- _Exercise data_:
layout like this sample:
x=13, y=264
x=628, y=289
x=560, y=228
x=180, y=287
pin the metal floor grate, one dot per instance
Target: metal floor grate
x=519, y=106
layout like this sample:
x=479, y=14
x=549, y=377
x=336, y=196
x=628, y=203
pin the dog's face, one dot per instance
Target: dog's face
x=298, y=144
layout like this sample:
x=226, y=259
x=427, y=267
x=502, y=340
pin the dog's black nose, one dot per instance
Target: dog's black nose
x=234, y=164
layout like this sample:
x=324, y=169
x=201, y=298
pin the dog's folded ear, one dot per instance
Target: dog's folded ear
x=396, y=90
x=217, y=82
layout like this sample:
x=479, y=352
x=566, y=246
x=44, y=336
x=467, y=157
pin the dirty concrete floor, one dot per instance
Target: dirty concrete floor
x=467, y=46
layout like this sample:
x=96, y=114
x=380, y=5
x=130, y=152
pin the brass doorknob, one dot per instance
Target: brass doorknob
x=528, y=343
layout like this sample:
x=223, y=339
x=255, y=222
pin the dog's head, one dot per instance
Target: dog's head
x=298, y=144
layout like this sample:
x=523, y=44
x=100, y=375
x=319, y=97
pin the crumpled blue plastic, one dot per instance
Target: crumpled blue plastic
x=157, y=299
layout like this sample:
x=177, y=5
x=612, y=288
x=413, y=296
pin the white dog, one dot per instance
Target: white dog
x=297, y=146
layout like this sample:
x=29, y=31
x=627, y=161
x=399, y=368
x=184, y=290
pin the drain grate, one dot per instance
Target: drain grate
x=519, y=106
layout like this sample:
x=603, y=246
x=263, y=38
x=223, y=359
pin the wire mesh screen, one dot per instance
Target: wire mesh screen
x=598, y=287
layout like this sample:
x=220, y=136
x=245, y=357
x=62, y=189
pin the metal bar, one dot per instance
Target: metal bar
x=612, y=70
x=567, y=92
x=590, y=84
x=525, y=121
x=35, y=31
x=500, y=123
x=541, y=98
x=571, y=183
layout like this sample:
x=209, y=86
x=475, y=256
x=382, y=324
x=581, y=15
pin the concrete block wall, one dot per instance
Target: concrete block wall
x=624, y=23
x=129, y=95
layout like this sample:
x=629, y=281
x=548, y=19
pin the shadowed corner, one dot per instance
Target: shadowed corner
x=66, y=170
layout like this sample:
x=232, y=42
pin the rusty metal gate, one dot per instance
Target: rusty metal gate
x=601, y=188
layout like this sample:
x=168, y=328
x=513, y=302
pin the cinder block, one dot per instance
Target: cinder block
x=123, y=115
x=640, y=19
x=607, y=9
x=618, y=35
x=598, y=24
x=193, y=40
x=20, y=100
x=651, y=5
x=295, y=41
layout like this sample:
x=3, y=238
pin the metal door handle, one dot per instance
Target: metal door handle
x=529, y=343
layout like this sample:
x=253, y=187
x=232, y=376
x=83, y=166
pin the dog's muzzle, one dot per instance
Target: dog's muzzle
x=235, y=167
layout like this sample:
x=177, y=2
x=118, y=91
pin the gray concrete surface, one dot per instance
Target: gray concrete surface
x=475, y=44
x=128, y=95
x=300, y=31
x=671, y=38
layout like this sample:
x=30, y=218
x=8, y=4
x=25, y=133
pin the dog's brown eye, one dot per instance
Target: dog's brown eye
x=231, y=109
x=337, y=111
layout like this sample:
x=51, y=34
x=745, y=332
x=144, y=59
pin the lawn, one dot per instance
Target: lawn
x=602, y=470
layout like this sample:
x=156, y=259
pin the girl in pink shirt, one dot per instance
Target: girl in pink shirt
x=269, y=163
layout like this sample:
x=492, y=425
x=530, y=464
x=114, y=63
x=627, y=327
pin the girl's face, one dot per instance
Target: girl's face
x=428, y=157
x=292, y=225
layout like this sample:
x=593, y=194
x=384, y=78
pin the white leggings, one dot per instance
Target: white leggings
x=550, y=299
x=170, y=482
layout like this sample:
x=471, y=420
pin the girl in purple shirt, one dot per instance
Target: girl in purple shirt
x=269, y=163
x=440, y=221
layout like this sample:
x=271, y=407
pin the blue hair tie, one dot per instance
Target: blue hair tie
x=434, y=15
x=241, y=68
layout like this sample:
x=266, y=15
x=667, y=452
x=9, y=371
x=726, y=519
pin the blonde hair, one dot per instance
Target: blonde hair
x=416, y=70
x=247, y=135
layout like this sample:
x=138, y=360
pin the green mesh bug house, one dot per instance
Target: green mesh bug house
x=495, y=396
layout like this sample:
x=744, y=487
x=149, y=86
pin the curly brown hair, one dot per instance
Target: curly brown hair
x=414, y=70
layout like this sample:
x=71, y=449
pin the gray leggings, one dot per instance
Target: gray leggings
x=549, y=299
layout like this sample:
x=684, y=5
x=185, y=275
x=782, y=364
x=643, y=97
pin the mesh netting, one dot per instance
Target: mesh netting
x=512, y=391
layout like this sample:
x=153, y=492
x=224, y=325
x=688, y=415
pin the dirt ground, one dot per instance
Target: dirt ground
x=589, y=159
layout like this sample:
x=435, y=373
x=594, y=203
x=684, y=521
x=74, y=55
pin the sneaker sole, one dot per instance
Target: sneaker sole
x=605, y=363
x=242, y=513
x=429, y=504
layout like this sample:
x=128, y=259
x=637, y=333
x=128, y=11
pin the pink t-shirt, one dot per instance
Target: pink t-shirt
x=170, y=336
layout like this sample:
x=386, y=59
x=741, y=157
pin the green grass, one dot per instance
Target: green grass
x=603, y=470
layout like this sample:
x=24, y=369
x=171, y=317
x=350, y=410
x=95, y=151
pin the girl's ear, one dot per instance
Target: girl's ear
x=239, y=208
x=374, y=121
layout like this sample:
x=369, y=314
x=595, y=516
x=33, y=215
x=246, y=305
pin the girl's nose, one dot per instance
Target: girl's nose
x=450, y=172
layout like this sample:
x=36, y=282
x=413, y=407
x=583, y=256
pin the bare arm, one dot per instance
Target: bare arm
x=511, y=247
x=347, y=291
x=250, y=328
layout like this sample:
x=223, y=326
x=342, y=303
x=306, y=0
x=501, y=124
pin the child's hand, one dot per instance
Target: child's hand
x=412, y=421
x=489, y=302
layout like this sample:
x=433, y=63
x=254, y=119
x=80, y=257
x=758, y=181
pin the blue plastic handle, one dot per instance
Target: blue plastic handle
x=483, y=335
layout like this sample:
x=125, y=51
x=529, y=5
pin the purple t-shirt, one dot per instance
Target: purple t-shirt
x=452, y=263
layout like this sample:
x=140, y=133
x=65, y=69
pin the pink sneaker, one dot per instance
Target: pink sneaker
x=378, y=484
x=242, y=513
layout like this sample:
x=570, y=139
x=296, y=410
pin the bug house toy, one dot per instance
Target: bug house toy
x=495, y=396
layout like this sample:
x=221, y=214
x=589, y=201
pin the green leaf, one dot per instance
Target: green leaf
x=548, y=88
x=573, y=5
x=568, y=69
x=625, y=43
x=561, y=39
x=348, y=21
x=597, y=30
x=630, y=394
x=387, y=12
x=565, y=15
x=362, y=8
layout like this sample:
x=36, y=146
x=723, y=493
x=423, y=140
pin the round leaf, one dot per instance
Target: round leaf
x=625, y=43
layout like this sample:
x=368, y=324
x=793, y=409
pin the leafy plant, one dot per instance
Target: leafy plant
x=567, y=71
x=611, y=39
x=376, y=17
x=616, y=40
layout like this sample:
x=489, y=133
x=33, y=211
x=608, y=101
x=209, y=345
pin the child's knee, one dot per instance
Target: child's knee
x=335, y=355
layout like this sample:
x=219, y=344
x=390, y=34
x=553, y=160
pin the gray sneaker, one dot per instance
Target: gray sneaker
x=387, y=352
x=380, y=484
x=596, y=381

- _Problem requirements_:
From the records above, extract every entry exactly as given.

- _Response_:
layout like this sample:
x=13, y=264
x=628, y=289
x=560, y=228
x=180, y=287
pin the metal floor grate, one dot per instance
Target: metal floor grate
x=519, y=106
layout like this sample:
x=479, y=14
x=549, y=377
x=336, y=196
x=628, y=203
pin the dog's face, one dot per instance
Target: dog's face
x=298, y=144
layout like this sample:
x=226, y=259
x=427, y=267
x=502, y=340
pin the dog's black nose, one dot per instance
Target: dog's black nose
x=234, y=164
layout like this sample:
x=324, y=169
x=201, y=298
pin the dog's folded ear, one dot per instance
Target: dog's folded ear
x=396, y=90
x=217, y=82
layout like this sample:
x=479, y=352
x=566, y=246
x=44, y=336
x=467, y=157
pin the dirty concrete floor, one dot per instance
Target: dirty concrete floor
x=467, y=46
layout like this sample:
x=96, y=114
x=380, y=5
x=130, y=152
pin the brass doorknob, one dot per instance
Target: brass doorknob
x=528, y=343
layout like this sample:
x=223, y=339
x=255, y=222
pin the dog's head, one dot per instance
Target: dog's head
x=298, y=144
layout like this sample:
x=523, y=44
x=100, y=375
x=319, y=97
pin the crumpled blue plastic, one dot per instance
Target: crumpled blue plastic
x=157, y=299
layout like this sample:
x=177, y=5
x=612, y=288
x=413, y=296
pin the white dog, one dot per instance
Target: white dog
x=297, y=146
layout like this sample:
x=29, y=31
x=627, y=161
x=399, y=368
x=184, y=290
pin the drain grate, one dot per instance
Target: drain grate
x=519, y=106
layout like this sample:
x=603, y=246
x=263, y=38
x=223, y=359
pin the wire mesh screen, one dot per instance
Target: wire mesh screen
x=598, y=287
layout like this sample:
x=220, y=136
x=245, y=357
x=62, y=189
pin the metal bar, one dot per instance
Target: metal bar
x=612, y=70
x=567, y=92
x=590, y=84
x=525, y=121
x=35, y=31
x=500, y=123
x=541, y=98
x=571, y=183
layout like this sample:
x=209, y=86
x=475, y=256
x=382, y=324
x=581, y=15
pin the concrete block wall, one dot per instance
Target: concrete block wall
x=624, y=23
x=129, y=95
layout like this sample:
x=629, y=281
x=548, y=19
pin the shadowed corner, one dot per instance
Target: shadowed corner
x=66, y=170
layout like this sample:
x=232, y=42
pin the rusty metal gate, one dot per instance
Target: rusty metal gate
x=601, y=188
layout like this sample:
x=168, y=328
x=513, y=302
pin the cinder block, one dot per instance
Target: cinder block
x=123, y=115
x=640, y=19
x=607, y=9
x=618, y=35
x=598, y=24
x=193, y=40
x=20, y=100
x=651, y=5
x=295, y=41
layout like this sample:
x=3, y=238
pin the metal door handle, one dot per instance
Target: metal door handle
x=529, y=343
layout like this sample:
x=253, y=187
x=232, y=376
x=83, y=166
pin the dog's muzzle, one dot per instance
Target: dog's muzzle
x=235, y=167
layout like this sample:
x=177, y=2
x=118, y=91
pin the gray concrete surface, one dot per instance
Target: gray concrete surface
x=475, y=44
x=128, y=95
x=300, y=31
x=671, y=38
layout like this sample:
x=30, y=218
x=8, y=4
x=25, y=133
pin the dog's brown eye, one dot per instance
Target: dog's brown eye
x=231, y=109
x=337, y=111
layout like this sample:
x=51, y=34
x=745, y=332
x=144, y=59
pin the lawn, one dot per instance
Target: lawn
x=602, y=470
layout like this sample:
x=156, y=259
pin the girl in pink shirt, one dot per instance
Target: girl in pink shirt
x=269, y=163
layout like this sample:
x=492, y=425
x=530, y=464
x=114, y=63
x=627, y=327
pin the girl's face, one dot per instance
Target: girl's face
x=428, y=157
x=292, y=225
layout like this sample:
x=593, y=194
x=384, y=78
pin the white leggings, one dot per instance
Target: white leggings
x=550, y=299
x=170, y=482
layout like this sample:
x=471, y=420
pin the girl in purple shirt, one dot per instance
Target: girl in purple shirt
x=269, y=163
x=440, y=221
layout like this sample:
x=271, y=407
pin the blue hair tie, one dot per instance
Target: blue hair tie
x=434, y=15
x=241, y=68
layout like this sample:
x=266, y=15
x=667, y=452
x=9, y=371
x=726, y=519
pin the blonde hair, one dot per instance
Target: blonde hair
x=416, y=70
x=247, y=135
layout like this sample:
x=138, y=360
pin the green mesh bug house, one dot per instance
Target: green mesh bug house
x=495, y=396
layout like this sample:
x=744, y=487
x=149, y=86
pin the curly brown hair, one dot per instance
Target: curly brown hair
x=414, y=70
layout like this sample:
x=71, y=449
pin the gray leggings, one dot per instance
Target: gray leggings
x=549, y=299
layout like this sample:
x=684, y=5
x=185, y=275
x=782, y=364
x=643, y=97
pin the mesh netting, one dot per instance
Target: mesh netting
x=512, y=391
layout like this sample:
x=153, y=492
x=224, y=325
x=688, y=415
pin the dirt ground, one dot per instance
Target: dirt ground
x=589, y=159
layout like this sample:
x=435, y=373
x=594, y=203
x=684, y=521
x=74, y=55
pin the sneaker sole, one dot per instance
Target: sneaker sole
x=605, y=363
x=242, y=513
x=429, y=504
layout like this sample:
x=128, y=259
x=637, y=333
x=128, y=11
pin the pink t-shirt, one dot per instance
Target: pink t-shirt
x=170, y=336
layout like this sample:
x=386, y=59
x=741, y=157
pin the green grass, one dot per instance
Target: green grass
x=603, y=470
layout like this sample:
x=24, y=369
x=171, y=317
x=350, y=410
x=95, y=151
pin the girl's ear, one dot per instance
Target: girl's ear
x=239, y=208
x=374, y=121
layout like this sample:
x=369, y=314
x=595, y=516
x=33, y=215
x=246, y=305
pin the girl's nose, one dot per instance
Target: girl's nose
x=450, y=172
layout like this sample:
x=36, y=282
x=413, y=407
x=583, y=256
pin the bare arm, one dot per instance
Target: bare arm
x=511, y=247
x=347, y=291
x=250, y=328
layout like this sample:
x=223, y=326
x=342, y=303
x=306, y=0
x=501, y=124
pin the child's hand, one dot per instance
Target: child's hand
x=412, y=421
x=489, y=302
layout like this sample:
x=433, y=63
x=254, y=119
x=80, y=257
x=758, y=181
pin the blue plastic handle, one dot per instance
Target: blue plastic handle
x=483, y=335
layout like this sample:
x=125, y=51
x=529, y=5
pin the purple t-shirt, one dot per instance
Target: purple t-shirt
x=452, y=263
layout like this sample:
x=140, y=133
x=65, y=69
pin the pink sneaker, one dot per instance
Target: pink sneaker
x=378, y=484
x=242, y=513
layout like this sample:
x=570, y=139
x=296, y=410
pin the bug house toy, one dot per instance
Target: bug house toy
x=495, y=396
layout like this sample:
x=221, y=214
x=589, y=201
pin the green leaf, one dot per instance
Target: green leaf
x=548, y=88
x=573, y=5
x=568, y=69
x=625, y=43
x=561, y=39
x=348, y=21
x=597, y=30
x=630, y=394
x=387, y=12
x=565, y=15
x=362, y=8
layout like this sample:
x=36, y=146
x=723, y=493
x=423, y=140
pin the round leaf, one dot per instance
Target: round leaf
x=625, y=43
layout like this sample:
x=368, y=324
x=793, y=409
pin the leafy plant, one dot per instance
Target: leafy plant
x=567, y=71
x=611, y=39
x=376, y=17
x=616, y=40
layout like this sample:
x=489, y=133
x=33, y=211
x=608, y=101
x=209, y=345
pin the child's knee, one dot per instance
Target: child's knee
x=335, y=355
layout like this sample:
x=219, y=344
x=390, y=34
x=553, y=160
pin the gray sneaker, one dot per instance
Target: gray sneaker
x=387, y=352
x=380, y=484
x=596, y=381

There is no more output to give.